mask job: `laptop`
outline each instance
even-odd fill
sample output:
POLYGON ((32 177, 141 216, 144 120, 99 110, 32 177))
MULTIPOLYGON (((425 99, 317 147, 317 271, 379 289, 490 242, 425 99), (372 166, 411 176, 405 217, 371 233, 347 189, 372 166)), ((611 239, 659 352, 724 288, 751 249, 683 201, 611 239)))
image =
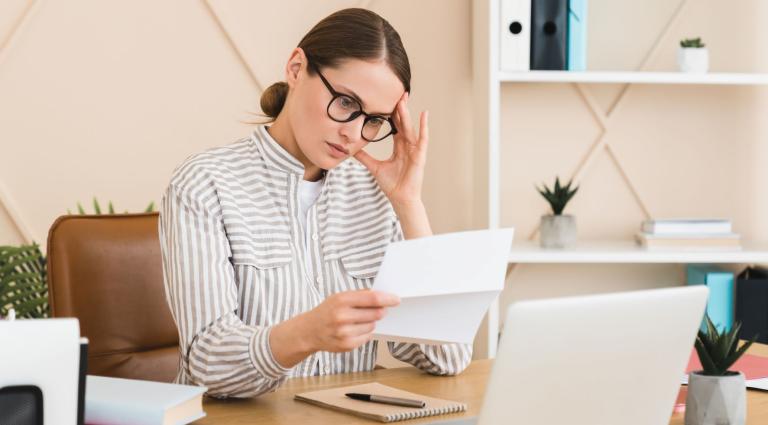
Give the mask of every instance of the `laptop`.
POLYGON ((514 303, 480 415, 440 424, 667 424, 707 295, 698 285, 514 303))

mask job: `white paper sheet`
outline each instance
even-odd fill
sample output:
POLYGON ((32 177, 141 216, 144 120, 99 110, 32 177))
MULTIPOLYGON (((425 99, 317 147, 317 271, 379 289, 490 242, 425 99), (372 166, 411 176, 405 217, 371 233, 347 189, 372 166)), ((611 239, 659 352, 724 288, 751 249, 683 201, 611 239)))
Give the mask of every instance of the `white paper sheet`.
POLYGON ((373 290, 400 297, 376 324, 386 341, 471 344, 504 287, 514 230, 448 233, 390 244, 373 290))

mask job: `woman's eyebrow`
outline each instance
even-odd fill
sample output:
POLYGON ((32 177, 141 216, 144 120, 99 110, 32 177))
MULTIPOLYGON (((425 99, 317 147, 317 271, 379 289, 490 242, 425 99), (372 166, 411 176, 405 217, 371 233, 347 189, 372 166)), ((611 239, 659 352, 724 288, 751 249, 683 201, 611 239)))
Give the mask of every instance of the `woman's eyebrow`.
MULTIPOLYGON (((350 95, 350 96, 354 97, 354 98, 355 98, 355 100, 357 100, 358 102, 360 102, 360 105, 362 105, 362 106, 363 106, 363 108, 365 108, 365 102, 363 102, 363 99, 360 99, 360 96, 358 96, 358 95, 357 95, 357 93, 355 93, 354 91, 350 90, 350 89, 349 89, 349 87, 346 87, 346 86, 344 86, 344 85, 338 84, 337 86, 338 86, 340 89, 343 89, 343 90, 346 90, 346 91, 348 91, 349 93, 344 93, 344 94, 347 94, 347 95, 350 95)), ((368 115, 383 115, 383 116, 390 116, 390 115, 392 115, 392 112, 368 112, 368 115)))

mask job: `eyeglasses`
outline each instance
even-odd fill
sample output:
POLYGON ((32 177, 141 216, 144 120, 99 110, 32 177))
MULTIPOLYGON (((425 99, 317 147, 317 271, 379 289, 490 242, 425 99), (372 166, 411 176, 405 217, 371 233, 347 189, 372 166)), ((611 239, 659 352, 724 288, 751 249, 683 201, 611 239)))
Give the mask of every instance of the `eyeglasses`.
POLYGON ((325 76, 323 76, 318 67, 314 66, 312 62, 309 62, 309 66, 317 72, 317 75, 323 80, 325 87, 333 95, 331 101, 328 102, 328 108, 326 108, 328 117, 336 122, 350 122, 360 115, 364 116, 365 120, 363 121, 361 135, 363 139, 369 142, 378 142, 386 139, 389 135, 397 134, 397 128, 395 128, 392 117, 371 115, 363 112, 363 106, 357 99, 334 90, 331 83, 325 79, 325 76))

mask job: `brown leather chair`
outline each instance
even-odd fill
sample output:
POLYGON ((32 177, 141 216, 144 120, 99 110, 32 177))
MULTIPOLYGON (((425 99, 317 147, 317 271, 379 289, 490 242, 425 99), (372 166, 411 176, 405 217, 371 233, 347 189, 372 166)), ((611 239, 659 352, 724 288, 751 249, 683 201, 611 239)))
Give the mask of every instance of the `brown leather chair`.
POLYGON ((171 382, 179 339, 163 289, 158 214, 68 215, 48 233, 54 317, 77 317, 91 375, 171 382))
-*-
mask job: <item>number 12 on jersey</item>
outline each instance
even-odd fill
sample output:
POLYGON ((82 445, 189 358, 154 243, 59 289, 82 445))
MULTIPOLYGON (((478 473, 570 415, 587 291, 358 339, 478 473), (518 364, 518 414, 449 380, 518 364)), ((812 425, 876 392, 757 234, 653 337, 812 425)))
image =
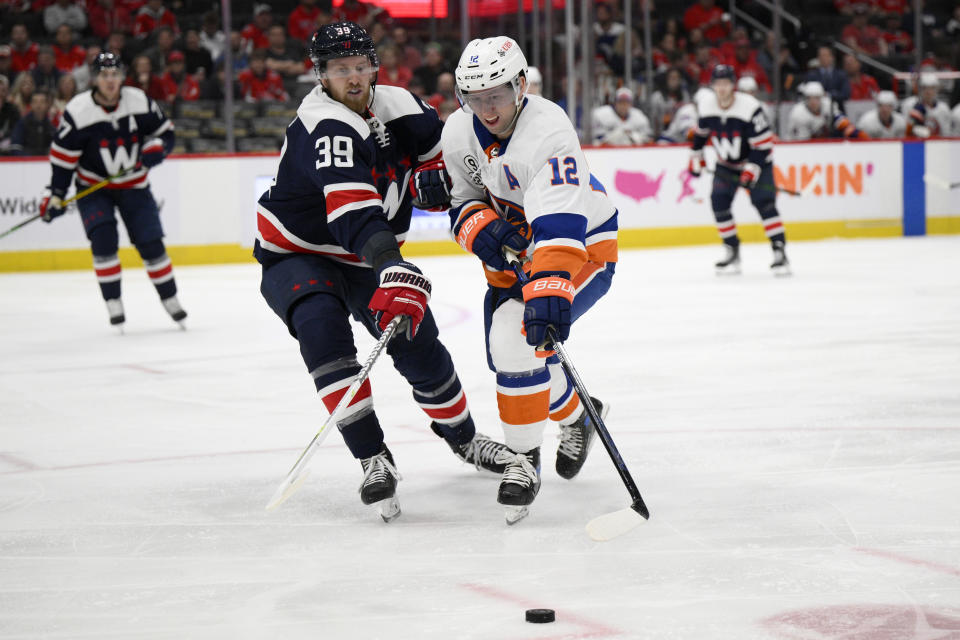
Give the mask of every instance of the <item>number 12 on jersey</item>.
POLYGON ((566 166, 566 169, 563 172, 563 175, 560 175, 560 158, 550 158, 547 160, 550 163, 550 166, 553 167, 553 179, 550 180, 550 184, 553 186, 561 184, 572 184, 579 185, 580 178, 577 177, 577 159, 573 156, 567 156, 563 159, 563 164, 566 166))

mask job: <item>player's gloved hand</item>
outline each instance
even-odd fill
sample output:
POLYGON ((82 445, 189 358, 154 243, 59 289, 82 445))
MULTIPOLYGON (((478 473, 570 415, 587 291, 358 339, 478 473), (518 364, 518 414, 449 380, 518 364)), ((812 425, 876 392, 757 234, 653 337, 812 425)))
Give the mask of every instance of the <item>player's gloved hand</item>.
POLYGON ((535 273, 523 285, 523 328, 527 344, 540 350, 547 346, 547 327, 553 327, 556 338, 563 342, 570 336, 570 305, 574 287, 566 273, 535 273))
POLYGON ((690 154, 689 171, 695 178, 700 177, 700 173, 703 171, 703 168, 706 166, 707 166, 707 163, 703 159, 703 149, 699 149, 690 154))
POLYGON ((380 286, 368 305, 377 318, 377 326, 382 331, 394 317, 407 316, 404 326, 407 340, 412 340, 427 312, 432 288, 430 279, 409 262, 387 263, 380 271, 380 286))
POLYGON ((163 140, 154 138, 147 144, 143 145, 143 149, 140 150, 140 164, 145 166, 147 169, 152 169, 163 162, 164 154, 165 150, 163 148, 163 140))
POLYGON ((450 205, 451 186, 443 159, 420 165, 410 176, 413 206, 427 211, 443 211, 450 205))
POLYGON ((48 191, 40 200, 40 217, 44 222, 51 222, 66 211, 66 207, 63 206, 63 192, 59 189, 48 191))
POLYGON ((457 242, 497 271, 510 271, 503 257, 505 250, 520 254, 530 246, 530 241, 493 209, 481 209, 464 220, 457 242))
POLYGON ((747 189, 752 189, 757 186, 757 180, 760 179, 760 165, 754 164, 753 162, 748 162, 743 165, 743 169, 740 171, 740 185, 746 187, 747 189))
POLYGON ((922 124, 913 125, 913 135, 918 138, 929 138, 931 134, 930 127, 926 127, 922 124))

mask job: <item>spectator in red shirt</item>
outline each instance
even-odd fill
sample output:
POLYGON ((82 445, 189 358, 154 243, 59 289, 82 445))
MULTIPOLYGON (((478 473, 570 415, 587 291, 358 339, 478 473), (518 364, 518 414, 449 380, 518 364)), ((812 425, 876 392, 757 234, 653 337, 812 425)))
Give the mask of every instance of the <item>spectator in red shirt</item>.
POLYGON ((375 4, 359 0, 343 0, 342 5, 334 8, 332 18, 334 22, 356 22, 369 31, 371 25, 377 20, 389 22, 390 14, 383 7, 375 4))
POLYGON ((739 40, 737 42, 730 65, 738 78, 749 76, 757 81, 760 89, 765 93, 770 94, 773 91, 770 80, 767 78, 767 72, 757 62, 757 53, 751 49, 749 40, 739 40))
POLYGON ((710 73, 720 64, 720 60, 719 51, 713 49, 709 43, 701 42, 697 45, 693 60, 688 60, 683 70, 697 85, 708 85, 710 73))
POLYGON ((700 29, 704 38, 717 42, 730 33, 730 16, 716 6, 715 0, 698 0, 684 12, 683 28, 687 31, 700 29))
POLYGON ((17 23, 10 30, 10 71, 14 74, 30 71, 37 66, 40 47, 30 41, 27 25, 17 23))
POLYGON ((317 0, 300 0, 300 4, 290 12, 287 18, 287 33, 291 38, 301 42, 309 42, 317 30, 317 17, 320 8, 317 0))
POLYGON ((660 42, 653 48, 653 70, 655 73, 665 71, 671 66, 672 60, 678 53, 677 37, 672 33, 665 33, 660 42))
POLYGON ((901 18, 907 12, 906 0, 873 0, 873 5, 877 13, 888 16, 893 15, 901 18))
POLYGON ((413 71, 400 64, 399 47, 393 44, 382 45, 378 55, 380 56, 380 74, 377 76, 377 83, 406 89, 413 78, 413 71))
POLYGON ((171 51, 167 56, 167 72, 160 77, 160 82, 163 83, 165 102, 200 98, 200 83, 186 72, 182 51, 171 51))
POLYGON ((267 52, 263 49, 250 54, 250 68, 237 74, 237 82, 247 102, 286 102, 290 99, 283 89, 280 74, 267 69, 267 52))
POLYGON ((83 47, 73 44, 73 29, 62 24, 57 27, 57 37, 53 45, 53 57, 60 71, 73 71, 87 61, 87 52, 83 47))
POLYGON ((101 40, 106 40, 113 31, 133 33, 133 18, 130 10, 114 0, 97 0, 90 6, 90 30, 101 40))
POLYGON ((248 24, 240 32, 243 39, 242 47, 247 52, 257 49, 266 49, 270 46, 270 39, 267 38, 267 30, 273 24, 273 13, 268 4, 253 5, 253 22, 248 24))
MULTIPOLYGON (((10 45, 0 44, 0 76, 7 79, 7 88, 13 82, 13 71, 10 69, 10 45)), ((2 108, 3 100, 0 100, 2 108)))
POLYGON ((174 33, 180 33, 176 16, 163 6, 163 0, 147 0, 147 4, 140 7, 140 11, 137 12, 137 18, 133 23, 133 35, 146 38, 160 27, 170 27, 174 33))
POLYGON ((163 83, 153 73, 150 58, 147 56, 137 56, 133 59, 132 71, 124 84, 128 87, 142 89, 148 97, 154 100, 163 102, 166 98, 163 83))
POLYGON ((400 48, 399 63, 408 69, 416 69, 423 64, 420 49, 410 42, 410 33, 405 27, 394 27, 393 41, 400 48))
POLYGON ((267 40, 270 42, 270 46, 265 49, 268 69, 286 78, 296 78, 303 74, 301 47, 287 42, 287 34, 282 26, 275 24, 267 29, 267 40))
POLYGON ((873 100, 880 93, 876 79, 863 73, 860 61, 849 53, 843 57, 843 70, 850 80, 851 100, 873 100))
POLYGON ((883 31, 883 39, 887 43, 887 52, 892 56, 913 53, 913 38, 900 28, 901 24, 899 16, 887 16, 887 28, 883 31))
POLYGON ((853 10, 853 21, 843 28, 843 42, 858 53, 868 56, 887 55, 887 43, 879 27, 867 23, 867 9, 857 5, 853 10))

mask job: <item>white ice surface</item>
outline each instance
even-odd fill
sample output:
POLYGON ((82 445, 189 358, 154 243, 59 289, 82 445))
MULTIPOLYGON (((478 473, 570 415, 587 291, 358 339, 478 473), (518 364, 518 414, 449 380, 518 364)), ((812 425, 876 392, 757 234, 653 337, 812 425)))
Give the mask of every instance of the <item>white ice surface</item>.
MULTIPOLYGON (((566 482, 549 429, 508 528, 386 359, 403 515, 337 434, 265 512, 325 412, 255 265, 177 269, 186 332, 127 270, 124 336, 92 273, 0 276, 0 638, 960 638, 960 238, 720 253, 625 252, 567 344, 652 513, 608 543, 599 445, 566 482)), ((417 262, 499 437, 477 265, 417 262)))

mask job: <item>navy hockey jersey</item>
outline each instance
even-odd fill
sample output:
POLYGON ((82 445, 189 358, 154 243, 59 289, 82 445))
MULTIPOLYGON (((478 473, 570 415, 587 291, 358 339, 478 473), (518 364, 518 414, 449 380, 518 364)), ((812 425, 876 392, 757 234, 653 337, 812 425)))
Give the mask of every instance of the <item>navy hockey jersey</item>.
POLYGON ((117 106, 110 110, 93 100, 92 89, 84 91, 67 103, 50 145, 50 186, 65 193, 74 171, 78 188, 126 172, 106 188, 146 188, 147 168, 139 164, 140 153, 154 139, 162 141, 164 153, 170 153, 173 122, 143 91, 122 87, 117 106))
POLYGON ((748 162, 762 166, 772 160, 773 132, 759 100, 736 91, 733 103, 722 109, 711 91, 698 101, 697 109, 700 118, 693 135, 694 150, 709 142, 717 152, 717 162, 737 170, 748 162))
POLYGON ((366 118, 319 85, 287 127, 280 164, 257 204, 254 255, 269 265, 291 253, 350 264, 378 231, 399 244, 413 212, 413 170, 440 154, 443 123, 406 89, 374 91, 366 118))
-*-
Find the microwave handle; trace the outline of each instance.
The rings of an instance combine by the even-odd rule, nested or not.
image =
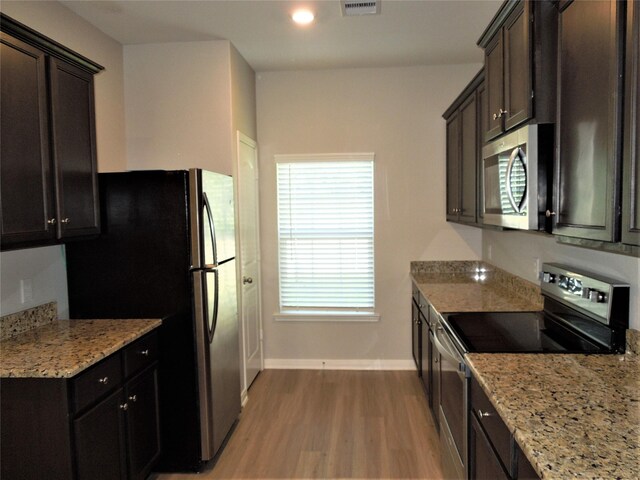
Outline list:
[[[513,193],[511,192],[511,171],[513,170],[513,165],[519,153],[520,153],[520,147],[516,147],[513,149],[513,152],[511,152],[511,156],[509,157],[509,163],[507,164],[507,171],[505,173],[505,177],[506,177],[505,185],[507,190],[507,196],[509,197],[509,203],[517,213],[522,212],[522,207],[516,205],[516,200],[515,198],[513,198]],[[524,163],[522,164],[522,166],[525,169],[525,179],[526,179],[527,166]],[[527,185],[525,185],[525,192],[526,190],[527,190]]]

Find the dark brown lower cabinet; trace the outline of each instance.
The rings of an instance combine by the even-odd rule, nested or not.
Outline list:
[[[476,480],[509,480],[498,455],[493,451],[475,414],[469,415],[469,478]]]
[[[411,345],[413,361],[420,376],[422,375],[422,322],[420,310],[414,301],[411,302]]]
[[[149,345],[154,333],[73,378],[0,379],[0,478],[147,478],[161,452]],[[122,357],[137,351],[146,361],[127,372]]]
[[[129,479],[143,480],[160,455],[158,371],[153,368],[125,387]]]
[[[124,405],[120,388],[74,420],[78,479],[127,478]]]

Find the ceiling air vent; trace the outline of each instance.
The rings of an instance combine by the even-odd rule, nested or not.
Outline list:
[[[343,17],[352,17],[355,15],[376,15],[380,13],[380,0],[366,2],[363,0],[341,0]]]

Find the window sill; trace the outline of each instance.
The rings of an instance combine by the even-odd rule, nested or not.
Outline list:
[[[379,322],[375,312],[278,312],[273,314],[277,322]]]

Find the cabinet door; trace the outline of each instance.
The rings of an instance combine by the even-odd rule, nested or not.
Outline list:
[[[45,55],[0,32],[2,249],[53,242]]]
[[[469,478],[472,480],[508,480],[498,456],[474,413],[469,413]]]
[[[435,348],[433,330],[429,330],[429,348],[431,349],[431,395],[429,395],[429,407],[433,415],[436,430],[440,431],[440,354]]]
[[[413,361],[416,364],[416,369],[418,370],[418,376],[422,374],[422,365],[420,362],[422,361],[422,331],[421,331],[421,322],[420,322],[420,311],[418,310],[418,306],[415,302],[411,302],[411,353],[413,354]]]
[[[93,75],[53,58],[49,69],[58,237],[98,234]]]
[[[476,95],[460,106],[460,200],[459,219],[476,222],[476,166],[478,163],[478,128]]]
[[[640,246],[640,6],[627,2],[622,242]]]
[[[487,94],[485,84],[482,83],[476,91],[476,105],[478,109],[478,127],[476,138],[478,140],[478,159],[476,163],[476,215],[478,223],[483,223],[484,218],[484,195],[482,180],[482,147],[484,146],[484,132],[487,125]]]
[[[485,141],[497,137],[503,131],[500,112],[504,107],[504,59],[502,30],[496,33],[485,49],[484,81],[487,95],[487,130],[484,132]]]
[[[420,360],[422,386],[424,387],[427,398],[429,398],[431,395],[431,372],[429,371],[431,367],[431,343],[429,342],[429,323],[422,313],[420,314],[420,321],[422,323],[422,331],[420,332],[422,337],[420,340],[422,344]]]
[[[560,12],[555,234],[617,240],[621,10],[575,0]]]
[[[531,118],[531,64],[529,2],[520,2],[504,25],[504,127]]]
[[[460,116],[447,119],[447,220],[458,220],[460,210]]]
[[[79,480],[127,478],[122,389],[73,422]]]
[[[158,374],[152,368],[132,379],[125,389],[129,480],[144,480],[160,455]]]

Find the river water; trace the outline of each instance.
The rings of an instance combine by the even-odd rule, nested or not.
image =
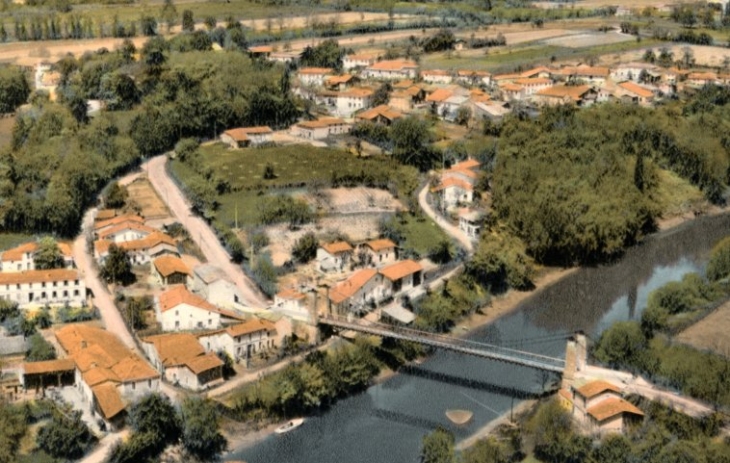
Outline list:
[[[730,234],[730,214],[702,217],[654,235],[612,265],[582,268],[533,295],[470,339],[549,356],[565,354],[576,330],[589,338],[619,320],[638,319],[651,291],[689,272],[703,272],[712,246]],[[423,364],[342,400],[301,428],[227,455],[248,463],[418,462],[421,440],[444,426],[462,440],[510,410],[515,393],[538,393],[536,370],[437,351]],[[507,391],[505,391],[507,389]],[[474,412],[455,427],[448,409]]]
-*-
List the lines of the records where "cabinet" occurs.

Find the dark brown lower cabinet; trace the outline of each instance.
Find the cabinet door; trace the outline of each instance.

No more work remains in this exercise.